The Daily Wire recently posted an article titled, “‘Shell Companies And Shady Lawyers’: Why Did Disney Get To Govern Itself In Florida?”
The article reports:
Why does a giant entertainment conglomerate get to self-govern on its very own slice of land in the Sunshine State — and who is left better off as that privilege appears to be coming to a close?
…If you have ever visited Disney World Resort in Lake Buena Vista, Florida, you have been to the Reedy Creek Improvement District. Sitting in central Florida to the southwest of Orlando, the area was feverishly pursued by Walt Disney himself as the home of his company’s second theme park.
Frustrated by the businesses that crowded Disneyland in California, Walt Disney set up multiple shell companies — with names like Latin-American Development and Management Corp., Tomahawk Properties, and M.T. Lott Co. — to grab tens of thousands of acres in Florida. According to journalist and author David Koenig, who has spent years covering the rise of Disney, the strategy was meant to mask Disney’s intentions in the region and thereby keep real estate as inexpensive as possible.

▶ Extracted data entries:
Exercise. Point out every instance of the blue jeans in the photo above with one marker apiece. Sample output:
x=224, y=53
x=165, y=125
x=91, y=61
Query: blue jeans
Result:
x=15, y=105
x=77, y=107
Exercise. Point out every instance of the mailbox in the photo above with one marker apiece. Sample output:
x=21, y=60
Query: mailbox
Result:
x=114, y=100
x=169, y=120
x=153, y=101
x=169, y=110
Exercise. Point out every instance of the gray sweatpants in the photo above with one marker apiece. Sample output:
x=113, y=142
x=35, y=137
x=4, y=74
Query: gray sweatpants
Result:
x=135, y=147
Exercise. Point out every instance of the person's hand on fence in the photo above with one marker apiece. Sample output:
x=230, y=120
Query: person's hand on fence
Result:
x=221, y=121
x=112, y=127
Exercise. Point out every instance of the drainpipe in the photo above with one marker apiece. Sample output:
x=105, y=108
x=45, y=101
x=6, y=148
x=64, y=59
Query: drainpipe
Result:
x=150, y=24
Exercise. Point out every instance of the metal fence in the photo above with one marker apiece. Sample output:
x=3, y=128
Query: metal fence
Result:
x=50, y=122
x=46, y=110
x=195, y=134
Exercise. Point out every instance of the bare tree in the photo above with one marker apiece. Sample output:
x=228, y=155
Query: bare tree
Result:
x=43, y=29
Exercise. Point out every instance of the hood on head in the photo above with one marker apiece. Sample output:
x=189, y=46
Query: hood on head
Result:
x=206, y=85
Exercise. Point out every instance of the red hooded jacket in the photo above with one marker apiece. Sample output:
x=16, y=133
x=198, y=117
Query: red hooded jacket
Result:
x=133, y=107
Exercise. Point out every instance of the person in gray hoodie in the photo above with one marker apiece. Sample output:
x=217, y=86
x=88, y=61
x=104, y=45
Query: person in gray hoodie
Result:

▶ Exercise:
In the passage above about Disney's land in Florida, what frustration led Walt Disney to set up shell companies?

▶ Exercise answer:
He was frustrated by the businesses that crowded Disneyland in California.